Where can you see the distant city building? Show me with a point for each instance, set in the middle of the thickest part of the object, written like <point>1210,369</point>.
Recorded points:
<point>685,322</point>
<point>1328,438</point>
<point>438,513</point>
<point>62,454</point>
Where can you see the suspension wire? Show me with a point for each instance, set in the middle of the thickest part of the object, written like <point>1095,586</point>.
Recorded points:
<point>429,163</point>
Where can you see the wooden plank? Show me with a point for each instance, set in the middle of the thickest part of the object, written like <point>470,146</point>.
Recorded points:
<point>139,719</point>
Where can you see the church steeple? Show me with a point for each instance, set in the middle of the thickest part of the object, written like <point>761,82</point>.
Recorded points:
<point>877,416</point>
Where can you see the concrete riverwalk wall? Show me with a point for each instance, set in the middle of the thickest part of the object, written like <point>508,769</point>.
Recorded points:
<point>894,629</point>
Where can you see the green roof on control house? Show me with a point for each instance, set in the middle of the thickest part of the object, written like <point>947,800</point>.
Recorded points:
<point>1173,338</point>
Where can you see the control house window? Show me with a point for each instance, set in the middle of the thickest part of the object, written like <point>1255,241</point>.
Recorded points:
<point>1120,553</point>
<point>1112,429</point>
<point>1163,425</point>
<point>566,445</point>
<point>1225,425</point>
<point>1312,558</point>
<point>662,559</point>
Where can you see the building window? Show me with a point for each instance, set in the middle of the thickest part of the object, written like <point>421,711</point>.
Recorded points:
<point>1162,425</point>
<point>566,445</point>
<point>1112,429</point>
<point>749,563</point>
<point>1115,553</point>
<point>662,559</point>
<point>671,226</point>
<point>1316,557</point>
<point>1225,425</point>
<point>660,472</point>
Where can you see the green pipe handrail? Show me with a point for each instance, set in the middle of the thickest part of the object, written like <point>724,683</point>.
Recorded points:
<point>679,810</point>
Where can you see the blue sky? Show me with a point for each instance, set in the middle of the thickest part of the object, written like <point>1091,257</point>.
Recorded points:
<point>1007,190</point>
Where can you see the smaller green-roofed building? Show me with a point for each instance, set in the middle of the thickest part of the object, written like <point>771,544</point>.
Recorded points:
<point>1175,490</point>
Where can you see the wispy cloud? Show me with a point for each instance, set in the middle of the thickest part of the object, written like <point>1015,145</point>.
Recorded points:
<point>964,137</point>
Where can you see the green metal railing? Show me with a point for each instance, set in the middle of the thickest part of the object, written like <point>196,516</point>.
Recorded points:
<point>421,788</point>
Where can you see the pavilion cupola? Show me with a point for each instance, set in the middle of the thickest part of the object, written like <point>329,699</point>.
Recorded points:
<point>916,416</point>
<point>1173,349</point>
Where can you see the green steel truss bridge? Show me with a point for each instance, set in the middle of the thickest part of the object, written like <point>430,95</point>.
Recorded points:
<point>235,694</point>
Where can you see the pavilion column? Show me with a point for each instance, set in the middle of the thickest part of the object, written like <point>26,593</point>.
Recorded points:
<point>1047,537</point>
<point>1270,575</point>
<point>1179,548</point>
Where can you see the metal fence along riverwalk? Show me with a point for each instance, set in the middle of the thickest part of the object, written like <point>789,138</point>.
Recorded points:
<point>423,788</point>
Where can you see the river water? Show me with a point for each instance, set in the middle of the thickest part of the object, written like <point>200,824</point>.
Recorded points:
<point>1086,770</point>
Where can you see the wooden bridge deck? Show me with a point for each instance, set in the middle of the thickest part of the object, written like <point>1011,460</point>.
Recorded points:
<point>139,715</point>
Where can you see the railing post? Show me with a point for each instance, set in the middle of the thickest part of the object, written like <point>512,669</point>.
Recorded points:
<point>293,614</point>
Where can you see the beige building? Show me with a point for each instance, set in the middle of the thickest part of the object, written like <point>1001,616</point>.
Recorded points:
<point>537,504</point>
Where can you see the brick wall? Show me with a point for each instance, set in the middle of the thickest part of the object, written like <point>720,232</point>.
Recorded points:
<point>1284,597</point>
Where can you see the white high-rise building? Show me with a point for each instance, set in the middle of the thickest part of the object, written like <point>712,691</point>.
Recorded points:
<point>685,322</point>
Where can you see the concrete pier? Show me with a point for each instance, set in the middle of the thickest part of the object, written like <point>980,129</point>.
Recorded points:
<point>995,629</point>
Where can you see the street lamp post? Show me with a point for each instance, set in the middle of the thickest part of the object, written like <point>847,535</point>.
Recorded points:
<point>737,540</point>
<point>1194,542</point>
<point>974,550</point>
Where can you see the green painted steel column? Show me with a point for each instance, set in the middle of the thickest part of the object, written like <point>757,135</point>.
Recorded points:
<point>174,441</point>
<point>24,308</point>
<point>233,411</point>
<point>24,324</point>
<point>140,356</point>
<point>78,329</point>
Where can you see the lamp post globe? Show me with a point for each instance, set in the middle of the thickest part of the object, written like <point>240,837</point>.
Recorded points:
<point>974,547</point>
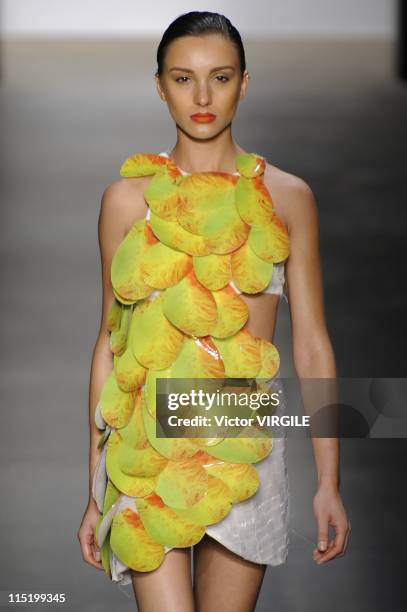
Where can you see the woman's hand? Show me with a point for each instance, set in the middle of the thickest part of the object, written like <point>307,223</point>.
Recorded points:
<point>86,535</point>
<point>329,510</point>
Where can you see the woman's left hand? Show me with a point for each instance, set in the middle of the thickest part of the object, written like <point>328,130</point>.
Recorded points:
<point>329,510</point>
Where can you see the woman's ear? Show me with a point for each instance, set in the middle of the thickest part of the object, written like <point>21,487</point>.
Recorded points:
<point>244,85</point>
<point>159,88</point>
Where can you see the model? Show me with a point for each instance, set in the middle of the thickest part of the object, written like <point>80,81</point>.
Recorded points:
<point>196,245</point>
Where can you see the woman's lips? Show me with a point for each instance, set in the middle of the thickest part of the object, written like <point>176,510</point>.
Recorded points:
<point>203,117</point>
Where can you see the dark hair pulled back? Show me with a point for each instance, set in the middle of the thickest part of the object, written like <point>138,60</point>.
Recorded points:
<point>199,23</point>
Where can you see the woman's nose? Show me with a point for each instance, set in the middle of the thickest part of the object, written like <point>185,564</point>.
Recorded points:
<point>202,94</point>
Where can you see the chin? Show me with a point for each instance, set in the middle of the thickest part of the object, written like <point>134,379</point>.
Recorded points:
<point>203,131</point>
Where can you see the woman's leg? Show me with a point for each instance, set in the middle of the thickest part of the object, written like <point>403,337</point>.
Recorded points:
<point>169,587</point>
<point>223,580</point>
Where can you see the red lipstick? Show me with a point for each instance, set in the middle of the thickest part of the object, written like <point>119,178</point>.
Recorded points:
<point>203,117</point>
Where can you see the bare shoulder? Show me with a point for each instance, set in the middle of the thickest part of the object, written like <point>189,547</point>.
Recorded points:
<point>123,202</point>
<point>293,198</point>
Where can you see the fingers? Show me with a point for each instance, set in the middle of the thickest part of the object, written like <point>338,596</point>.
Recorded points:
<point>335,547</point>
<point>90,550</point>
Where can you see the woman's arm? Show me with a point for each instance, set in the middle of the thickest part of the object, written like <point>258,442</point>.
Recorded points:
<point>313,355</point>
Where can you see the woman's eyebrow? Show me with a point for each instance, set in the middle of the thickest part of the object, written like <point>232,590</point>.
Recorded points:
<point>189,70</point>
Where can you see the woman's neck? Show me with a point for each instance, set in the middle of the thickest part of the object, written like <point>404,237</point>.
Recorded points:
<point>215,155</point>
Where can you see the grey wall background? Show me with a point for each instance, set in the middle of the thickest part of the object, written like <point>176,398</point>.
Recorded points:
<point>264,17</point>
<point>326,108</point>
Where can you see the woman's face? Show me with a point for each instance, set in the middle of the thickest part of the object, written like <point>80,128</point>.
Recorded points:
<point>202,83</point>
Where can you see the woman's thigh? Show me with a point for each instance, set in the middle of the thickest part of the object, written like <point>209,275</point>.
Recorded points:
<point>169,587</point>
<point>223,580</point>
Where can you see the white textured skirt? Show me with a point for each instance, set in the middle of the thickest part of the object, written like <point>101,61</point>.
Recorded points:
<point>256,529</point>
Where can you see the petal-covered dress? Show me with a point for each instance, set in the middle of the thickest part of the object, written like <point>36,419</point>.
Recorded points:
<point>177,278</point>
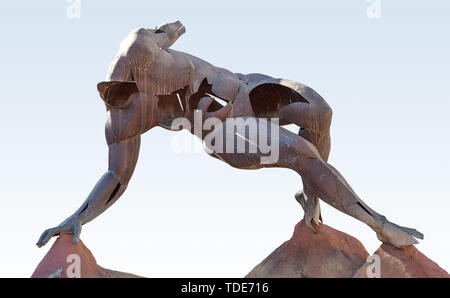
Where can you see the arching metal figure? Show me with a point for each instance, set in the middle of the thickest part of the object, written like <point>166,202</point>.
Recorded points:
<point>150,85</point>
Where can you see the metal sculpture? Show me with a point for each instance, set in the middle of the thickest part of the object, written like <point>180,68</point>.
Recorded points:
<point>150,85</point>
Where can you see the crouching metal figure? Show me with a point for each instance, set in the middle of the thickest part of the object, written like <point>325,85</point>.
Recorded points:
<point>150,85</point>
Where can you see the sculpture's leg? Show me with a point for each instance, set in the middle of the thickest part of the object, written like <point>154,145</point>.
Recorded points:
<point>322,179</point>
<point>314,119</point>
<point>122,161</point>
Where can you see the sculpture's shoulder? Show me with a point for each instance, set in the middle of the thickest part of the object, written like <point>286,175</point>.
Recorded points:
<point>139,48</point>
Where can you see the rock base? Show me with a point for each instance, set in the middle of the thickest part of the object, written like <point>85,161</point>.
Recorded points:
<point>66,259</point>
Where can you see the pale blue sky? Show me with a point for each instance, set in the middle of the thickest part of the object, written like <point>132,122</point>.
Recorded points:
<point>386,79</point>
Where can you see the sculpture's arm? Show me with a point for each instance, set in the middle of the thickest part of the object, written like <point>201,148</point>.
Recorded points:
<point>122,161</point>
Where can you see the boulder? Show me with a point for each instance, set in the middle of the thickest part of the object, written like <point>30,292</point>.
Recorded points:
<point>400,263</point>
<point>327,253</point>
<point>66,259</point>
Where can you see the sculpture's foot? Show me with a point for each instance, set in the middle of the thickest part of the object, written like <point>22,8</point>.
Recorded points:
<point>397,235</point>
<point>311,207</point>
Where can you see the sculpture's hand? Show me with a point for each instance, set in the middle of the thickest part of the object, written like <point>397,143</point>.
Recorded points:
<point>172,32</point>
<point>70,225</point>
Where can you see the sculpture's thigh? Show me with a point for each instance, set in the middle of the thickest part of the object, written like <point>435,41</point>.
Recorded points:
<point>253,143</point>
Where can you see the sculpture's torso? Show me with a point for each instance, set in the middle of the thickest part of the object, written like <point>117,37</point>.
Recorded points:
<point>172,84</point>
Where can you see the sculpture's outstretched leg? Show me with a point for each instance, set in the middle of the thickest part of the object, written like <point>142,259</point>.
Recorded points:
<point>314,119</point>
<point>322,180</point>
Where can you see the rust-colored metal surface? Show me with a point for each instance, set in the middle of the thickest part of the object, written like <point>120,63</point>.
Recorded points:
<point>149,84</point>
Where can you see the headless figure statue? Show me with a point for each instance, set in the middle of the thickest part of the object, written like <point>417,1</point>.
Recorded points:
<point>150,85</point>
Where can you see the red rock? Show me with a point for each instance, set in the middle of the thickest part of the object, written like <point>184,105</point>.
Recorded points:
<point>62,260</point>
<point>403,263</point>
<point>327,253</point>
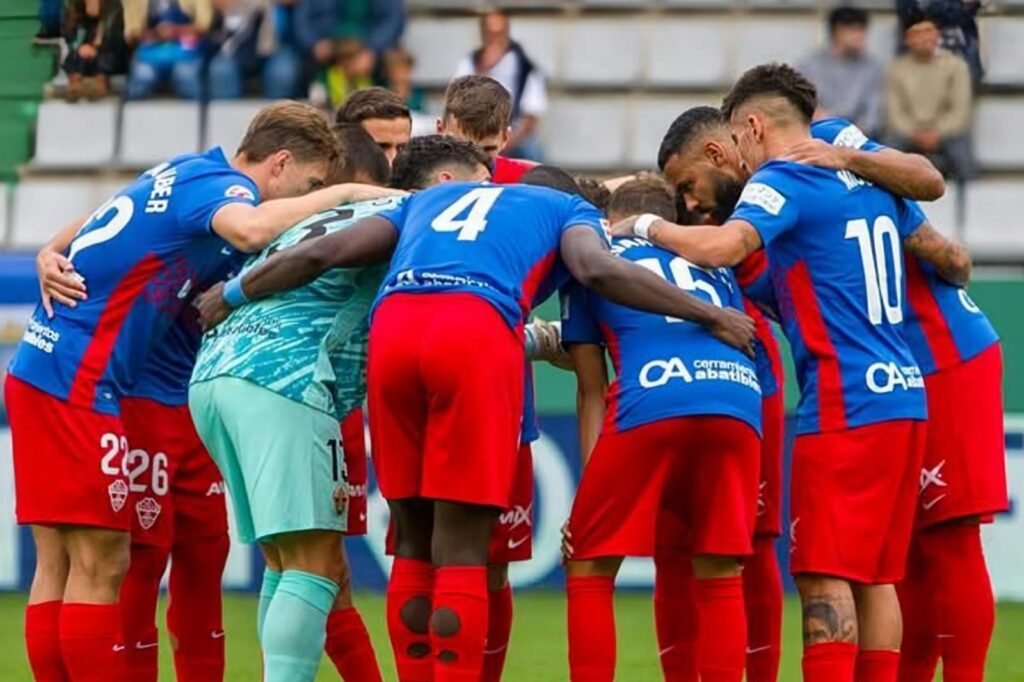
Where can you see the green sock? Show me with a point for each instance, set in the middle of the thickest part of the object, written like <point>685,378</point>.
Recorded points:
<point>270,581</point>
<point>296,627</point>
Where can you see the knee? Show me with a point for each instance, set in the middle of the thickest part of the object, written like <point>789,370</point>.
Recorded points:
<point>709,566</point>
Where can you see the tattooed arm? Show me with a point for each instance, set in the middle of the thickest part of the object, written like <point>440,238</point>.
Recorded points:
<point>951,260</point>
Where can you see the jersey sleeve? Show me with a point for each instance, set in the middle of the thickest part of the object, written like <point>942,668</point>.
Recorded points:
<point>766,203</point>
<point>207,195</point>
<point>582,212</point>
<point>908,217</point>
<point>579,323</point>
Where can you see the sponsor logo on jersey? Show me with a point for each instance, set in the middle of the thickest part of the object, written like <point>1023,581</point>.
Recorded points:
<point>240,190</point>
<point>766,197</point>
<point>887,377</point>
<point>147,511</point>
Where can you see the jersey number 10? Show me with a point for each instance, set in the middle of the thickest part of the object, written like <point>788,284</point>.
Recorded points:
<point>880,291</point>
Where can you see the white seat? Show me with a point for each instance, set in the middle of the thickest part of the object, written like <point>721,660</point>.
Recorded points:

________________

EXERCISE REQUIREMENTS -
Starting at the line that contains "Where can you see the sponsor", reproduce the records word for word through to their last line, and give nothing else.

WORKED ANSWER -
Where can you see the sponsor logo on jersey? Show me with a point for each instance, set in the middle of the thickest part of the object, written like <point>1023,581</point>.
Recorded points:
<point>240,190</point>
<point>766,197</point>
<point>887,377</point>
<point>147,511</point>
Where can you see the jersey number 10? Show me with a point for each instance, set in the middle of the thickest part of the object, written like <point>788,284</point>.
Recorded points:
<point>880,291</point>
Where can you see the white seat? Show me with a point for each instance, set in the middle of the thickest part of the object, written like <point>721,660</point>.
Recorded points:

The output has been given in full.